··· DATA SUPPLIED
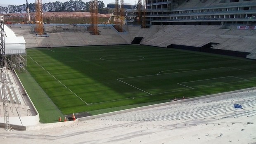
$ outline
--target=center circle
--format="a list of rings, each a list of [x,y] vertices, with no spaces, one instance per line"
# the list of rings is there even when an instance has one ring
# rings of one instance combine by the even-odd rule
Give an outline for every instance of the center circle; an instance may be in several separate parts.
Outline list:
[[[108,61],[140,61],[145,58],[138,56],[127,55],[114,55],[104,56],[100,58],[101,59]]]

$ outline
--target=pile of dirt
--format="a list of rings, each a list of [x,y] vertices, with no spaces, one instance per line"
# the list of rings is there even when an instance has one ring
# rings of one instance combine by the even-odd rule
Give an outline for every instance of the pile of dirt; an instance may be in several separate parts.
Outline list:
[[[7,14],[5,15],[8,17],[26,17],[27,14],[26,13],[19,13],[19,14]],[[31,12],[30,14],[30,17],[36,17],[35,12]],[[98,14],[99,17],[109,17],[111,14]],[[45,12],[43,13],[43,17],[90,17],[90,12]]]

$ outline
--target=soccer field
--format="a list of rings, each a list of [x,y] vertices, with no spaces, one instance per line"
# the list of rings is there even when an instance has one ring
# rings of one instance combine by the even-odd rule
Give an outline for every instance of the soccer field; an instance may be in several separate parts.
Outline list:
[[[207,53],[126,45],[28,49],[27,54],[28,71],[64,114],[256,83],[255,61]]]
······
> _SHORT TASK_: Copy all of the records above line for line, without changing anything, but leave out the pictures.

> _RESPONSE TO THIS EXERCISE_:
$ outline
--target=center circle
--format="a list of rings, each a list of [x,y] vertices, with no spaces, one instance per line"
# the list of rings is there even when an instance has one ring
# rings of one instance combine by the even-odd rule
Give an outline for every instance of the center circle; an instance may be in several separate parts.
Outline list:
[[[108,61],[140,61],[145,58],[138,56],[127,55],[114,55],[104,56],[100,58],[101,59]]]

$ outline
--target=pile of dirt
--format="a list of rings, each a list of [x,y] vertices, with no spaces, one instance per line"
# the list of rings is there even when an instance has one ring
# rings of one instance combine by the even-odd rule
Give an outline for every instance of the pile of dirt; an instance may be in several separate parts.
Outline list:
[[[7,14],[5,15],[8,17],[26,17],[27,14],[26,13],[19,13],[19,14]],[[31,12],[30,14],[30,17],[36,17],[35,12]],[[98,14],[99,17],[109,17],[111,14]],[[45,12],[43,13],[43,17],[90,17],[90,12]]]

$ outline
--target=soccer field
--format="a list of rings, each a list of [x,y] vertices, with no spaces, one instance per line"
# the list of rings is there even when an instance has one ring
# rings of one instance combine by the even-odd rule
Give an outline for every instance of the soccer field; an instance may be in several separate parts.
Outline list:
[[[207,53],[126,45],[28,49],[27,54],[28,71],[64,114],[256,83],[255,61]]]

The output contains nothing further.